Text excerpt:

▼

Compassion is hard to express in words
The trembling flowers they bring
Fear in the roots and the stem
What happened to me they know could happen to them
Can I forgive him
No, I cannot
Can I forgive him
No, I cannot.
This song is one of my favorites from the Capeman, a musical that was better than its press would indicate. It was a musical by Paul Simon and Derek Walcott, and it was about this hispanic who killed two white boys in New York in the late 1950s. This particular song is where Esmerelda Agron, mother of Sal Agron, the hispanic murder, approaches the mothers of the two white boys to beg for forgiveness for her son. But I've found it's a fitting song as an emotional release as well, even if the pronouns are wrong or it doesn't quite fit the lyrics...nobody can forgive when the would is deep, open and painful. Nobody.
We all have different ways of dealing with pain. Some of us bottle it up deep inside, and try to continue on as normal, only to have it explode to an innocent soul. Some of us just try to drift our way out of the situation, to take and take and take the pain and stay silent and withdrawn. Some of us are verbal about expressing our pain. Some take it out immediately on innocent people. Some hold grudges. Some grow exceedingly calm. Some deny that they're hurt at all. Some immediately apologize for any wrong committed, even fake ones.
These are all legit ways of dealing with pain. However, some solutions are more optimal than others. I, for example, waver between one and two, with a lot of the last. To somebody who doesn't understand me, they might, for example, percieve the withdrawnness as being cold and hostile. The problem comes when people assume that their perceptions are the truth, or even the Truth, and don't bother to get to the bottom of the story.
But back to the subject of forgiveness or repentance or making amends. To be able to do the latter, you have to allow the person whom you've wronged to heal. Demanding it before the healing has taken place leads to the situation in the song...where forgiveness is begged before the wounds are healed over. And then the question. "Can I forgive [it, you, him, her, them, us, me]?" and the answer would, of course, have to be like the song, "No, I cannot."
And there comes a time when an apology is not enough. Usually, it's a case of the person who has been wronged having heard these apologies before, but have not seen a corresponding change from the person offering the apology. It's similar to a statement my mom used to make to me. "Trust is easy to lose and hard to regain." To accept an apology, to truly forgive, one must trust that the person whom you want to forgive is trustworthy enough to make the corresponding change to attempt to keep the wrong from happening again.
But I think you'd have to be
Jesus on the cross
To open your heart after such a loss
Sometimes religion helps in these matters. Sometimes it does not. To attempt to be as unselfish as the Christ was sometimes leads to interesting dilemmas. To err is human; to hold grudges is human; to be unable to forgive is at times human too. People can hurt, and it is indeed hard to hold up the perfect ideals. But in general, it's a smart move to live by the golden rule: Do unto others as you'd have done unto you..
I know I've tried my honest best to live up to this ideal, but I'm not perfect. I hold grudges; I get frustrated; I do things wrong. But I do try my best to, most of the time, do what I would want done to myself in all situations. It has lead, I have found, to a tendancy to attempt to spare other people hurt most of the time, and I find in situations where somebody must be hurt, or attempting to balance hurts, extraordinarily stressful. I don't want people to hurt; this sounds funny, but it drives me nuts to have to do it. But there are times when I have to, and the pain from those incident backlashes as much as anybody else.

▲

Supplied records:
▼

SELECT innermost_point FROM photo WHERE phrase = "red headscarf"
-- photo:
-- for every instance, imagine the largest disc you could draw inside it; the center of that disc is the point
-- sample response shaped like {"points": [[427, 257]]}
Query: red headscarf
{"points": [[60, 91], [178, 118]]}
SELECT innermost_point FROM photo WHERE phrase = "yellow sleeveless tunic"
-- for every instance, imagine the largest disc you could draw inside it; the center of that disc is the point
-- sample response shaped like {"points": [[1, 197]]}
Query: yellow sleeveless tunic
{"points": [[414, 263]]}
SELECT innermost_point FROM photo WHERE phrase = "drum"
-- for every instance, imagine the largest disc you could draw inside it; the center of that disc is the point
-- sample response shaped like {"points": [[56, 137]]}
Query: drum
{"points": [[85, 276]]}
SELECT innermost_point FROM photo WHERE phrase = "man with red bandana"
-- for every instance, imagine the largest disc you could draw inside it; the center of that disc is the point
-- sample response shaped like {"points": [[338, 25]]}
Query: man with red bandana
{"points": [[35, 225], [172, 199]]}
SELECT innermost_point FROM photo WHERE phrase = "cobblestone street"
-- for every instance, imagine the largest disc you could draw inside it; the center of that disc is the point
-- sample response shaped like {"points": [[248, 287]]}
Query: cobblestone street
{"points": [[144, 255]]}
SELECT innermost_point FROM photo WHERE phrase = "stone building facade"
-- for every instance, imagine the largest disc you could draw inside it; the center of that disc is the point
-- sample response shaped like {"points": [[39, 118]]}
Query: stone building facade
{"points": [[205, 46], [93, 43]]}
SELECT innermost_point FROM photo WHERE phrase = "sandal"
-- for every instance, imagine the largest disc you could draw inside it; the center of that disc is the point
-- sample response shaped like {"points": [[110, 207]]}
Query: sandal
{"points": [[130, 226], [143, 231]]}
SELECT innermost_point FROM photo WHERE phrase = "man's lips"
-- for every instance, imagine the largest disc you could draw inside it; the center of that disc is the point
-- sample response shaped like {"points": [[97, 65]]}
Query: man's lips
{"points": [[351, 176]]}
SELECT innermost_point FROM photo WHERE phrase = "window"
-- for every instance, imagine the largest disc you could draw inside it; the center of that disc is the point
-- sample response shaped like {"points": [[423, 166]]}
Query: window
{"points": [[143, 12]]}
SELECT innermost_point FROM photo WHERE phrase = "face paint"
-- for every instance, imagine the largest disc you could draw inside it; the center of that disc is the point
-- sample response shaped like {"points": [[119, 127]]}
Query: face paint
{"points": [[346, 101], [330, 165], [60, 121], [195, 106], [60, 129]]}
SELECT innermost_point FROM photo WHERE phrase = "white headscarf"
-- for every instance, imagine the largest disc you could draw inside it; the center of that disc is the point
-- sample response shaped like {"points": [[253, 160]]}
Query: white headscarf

▲

Job:
Carry on the reflection on forgiveness from the point where it stops. The records play no part in this work.

Response to the task:
I've been involved in one of these difficult situations, one again which I feel the details aren't needed to be spread across the world, because I basically don't know who's reading this. Secondly, it's still a matter of some pain, for the reasons I stated above, because I am quite aware I caused pain. In this case, it was a question of balancing pain, and even though I believe in the end estimation that the right decision was made, it's still a matter of a wound that needs to heal.
(And now that I've said it, let's watch the sharks circle...)
Anyway, this situation has had me musing on the idea of making amends, because in the aftermath, the person in question has been stating that there was no chance to make amends, to gain atonement...and I think the answer comes out as above. It's a matter of trust. I've watched too many things blow up; I'm a bit jaded at the moment.
It's a cliche, but the idea of walking a while in another person's shoes comes to mind here. No matter how many times they were offered, the shoes were thrown away in favor of an interpretation. It is painful indeed when somebody believes they know how you feel ... and they're dead wrong.
And I've swerved too close to the situation, which I don't really want to talk about for different reasons...the biggest of course being that my words are going to be twisted around and commented on elsewhere, and as I said...it's not my place to explain.
In the final estimation. I'm sorry for the pain I caused, but there was no other answer. There was no other way to stop pain from spreading any further to other people, and to stop it, we had to cause pain to do it. For this, I am sorry. But this does not mean that I believe this was the wrong answer; I believe we did what we had to do.
and as for the all important question: Can I forgive this person? No, I cannot. Not right now...I need time for my wounds to heal. I need time, as TS Eliot said so very well in his poem "The Love Song of J. Alfred Prufrock":
"...yet for a hundred indecisions,
And for a hundred visions and revisions,
Before the taking of a toast and tea."
And I think my next LJ will explore the idea of time...so stay tuned.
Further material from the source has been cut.